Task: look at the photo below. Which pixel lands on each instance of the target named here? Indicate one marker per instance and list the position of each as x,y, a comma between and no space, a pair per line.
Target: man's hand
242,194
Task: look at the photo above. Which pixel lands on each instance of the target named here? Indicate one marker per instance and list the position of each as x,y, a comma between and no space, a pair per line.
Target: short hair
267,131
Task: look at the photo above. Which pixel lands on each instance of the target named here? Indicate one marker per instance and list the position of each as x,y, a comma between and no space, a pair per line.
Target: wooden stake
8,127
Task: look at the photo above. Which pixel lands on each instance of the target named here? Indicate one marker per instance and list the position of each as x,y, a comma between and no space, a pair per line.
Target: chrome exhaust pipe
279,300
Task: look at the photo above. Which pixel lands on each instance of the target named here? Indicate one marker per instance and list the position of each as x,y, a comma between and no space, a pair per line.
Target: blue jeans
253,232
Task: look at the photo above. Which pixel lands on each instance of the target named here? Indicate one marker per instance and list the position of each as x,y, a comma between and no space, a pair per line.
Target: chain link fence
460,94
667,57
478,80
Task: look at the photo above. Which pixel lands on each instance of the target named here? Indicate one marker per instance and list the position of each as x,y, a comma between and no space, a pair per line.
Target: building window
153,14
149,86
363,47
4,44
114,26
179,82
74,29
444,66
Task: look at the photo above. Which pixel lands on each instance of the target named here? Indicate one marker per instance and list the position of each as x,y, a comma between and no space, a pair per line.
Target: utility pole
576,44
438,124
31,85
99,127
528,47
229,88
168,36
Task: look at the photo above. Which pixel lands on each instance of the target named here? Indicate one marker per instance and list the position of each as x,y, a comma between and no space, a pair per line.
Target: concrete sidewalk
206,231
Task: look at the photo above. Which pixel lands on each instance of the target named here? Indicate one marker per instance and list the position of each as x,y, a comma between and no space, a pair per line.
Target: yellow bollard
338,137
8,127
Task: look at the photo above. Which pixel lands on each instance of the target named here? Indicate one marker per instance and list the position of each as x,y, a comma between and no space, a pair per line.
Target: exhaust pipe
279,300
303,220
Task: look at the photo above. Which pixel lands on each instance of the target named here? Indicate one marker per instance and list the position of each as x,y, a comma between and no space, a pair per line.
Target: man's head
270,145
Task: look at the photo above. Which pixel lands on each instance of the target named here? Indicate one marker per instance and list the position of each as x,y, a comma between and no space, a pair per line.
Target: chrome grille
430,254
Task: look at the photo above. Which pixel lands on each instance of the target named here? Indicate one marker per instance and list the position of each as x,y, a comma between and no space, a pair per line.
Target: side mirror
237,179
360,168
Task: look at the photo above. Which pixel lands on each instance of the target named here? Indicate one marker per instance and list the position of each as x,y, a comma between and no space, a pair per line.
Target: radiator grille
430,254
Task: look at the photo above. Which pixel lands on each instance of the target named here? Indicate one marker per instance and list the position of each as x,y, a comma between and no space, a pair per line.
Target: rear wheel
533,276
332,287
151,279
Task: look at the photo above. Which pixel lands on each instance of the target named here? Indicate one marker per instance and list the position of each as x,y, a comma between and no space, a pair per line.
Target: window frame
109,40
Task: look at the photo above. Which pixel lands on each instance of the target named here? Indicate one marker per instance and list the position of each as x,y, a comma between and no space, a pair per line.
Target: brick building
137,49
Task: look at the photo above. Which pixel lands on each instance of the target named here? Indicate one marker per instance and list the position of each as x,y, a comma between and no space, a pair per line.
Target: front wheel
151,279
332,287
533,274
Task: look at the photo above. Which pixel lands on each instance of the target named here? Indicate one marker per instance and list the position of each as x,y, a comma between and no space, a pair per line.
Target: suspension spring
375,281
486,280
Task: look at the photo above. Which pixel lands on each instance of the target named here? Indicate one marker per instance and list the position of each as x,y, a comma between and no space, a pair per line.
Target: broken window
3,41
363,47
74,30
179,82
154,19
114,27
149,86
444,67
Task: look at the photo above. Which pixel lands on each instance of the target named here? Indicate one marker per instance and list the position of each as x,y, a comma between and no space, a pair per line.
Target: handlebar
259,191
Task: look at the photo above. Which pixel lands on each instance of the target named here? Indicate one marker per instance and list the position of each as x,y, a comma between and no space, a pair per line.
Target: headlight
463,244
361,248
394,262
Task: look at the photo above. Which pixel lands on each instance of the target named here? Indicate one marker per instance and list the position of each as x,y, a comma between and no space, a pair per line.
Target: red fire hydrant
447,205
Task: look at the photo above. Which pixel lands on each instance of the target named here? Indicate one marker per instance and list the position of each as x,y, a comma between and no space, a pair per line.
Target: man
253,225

Aim
Produce a verbatim transcription of the entries above.

Solution to the exercise
Task: look at the photo below. Which pixel lands on each instance of the target named here? Indicate one marker per instance and list the position of each as x,y, a comma between and no space, a pair per line.
Target: man's hand
242,194
Task: look at the photo above. Which pixel lands on each instance of the target named here? Indicate one marker per instance and list the position of each as x,y, a comma between and no space, a pair per line.
Target: short hair
267,131
Task: look at the photo above. Which pixel lands on each instance of the target named here? Indicate one marker per instance and list the position of each as x,y, a comma between and no space, a pair per line.
Target: wooden stake
8,127
Task: look at the photo above. Which pixel lands on each instance of the target named here? Indicate one marker per instance and list the position of each as x,y, a comma between and no space, a pair per line.
Target: chrome exhaust pipe
279,300
Task: look at the photo above. Which pixel lands on each instance of the target named here? Indicate one marker per instance and list the position of each as x,y, a comma between and no space, a pair per line.
Target: blue jeans
253,232
Task: look at the photo above. Which pixel lands on each instance of the target named here? Indicate one marker per instance and list the position of each as x,y, a comma between and no space, a pair per line.
Target: chain link fence
460,94
667,57
478,80
Task: look at the photo above. Which pixel lands on each instance of the target named here? Indicate one marker per instance and list the position of each as x,y, a comma between and no space, a pair per line.
Target: building window
153,14
149,86
363,47
4,44
114,26
179,82
74,29
444,66
Task: look at the photo above. Which pixel lands on each instance of the target named here? Indicate one marker per instance and list the position of each as x,y, a comma between and no space, a pair per line.
Target: utility pole
576,44
438,124
31,85
99,127
528,47
229,88
168,36
Task: look at the photo above. Which pixel lands on each instance of the target named here? Indicate one marker per instance and list the position of each as x,y, a comma between and no space, a pair per line.
Target: concrete sidewalk
206,231
Task: look at the photo above. Which pixel lands on each instance of the target named here? Indicate one marker per instance and list the position of each as x,y, a comma between and no space, a pair per line.
Target: yellow bollard
338,137
8,127
Task: look at the photo above. Which pixel lands on each instance of the target named here? Indicate one marker per instance and list the position of each as x,y, a comma between and no space, a pair per line.
Target: exhaust pipe
279,300
303,220
Task: look at the photo above. Which pixel lands on each instance of the target named here? Indicate one marker per instance and list the position of each as x,y, a comma between and no space, a pair per line.
Target: man's head
270,145
Task: look at the photo above. Which pixel lands on each instance of the target named here? Indicate one marker per instance and list the position of each as x,y, a comma between and no space, a pair per line.
Target: chrome grille
430,254
Task: look at the photo above. Which pixel lands on each instance of the target named here? Indicate one marker per instance and list the position of each as x,y, a comma between and no space, a pair per line.
Target: side mirror
237,179
360,168
Task: look at the photo above. Which pixel lands on each instance of the target named here? Indicate one marker per instance and list the position of each as x,y, a comma between and no space, a pair per line.
Target: radiator grille
430,254
Task: look at the photo above. Which pixel lands on each instance of the target named here? Indicate one marker per instance and list the position of each as x,y, a comma between and no space, a pair per line.
Target: rear wheel
533,276
332,287
151,279
Task: look at the photo above. Which pixel lands on each instance of the target named here? Indicate one marker per instance and list the position of each as x,y, a comma between and no space, a pair per line.
Target: window frame
109,40
Task: look at the photo above. Which pixel lands on each instance of the target named here? Indicate one marker per instance and list the position of each as x,y, a comma between and no space, a pair per line.
Target: brick building
137,49
Task: look at the photo above. Which pixel lands on each instance of the target named here? Indicate one marker per instance and list the position of each as x,y, a comma between and no space, a pair per line.
Target: front wheel
151,279
332,287
533,274
Task: look at the photo above. Which pixel lands on each instance of the target named here? Indicate one marker per instance and list the position of each as x,y, a comma between and no space, a pair per line.
Target: suspension spring
375,281
486,280
Task: look at the photo above. Which pixel lands on each instance of the target named here? Indicate one marker per instance and list the position of each as x,y, a comma between and no space, a pair per line.
Target: broken window
3,41
363,47
74,30
179,82
154,19
114,27
149,86
444,67
Task: look at the photo above. Which pixel lands on each instance of the target named here? Indicate one marker per instance and list the position of each as x,y, a comma between and no space, a pair per line.
Target: handlebar
259,191
Task: look at the photo above. Which pixel lands on each instance of the target named here? Indicate one marker per instance and list the position of each as x,y, a comma between and no space, a pair per line.
Target: headlight
463,244
361,248
394,262
Task: look at the photo above. Which pixel lands on each instance of the target named here? Indicate one marker per instance and list the position of each as x,y, a comma between and no space, a pair per line.
Target: red fire hydrant
447,205
Task: look at the photo above. Which pixel lands on each instance of the target named here? Indicate one marker per instance and list the position of each as x,y, a comma between and no space, a pair per line.
Target: man
253,225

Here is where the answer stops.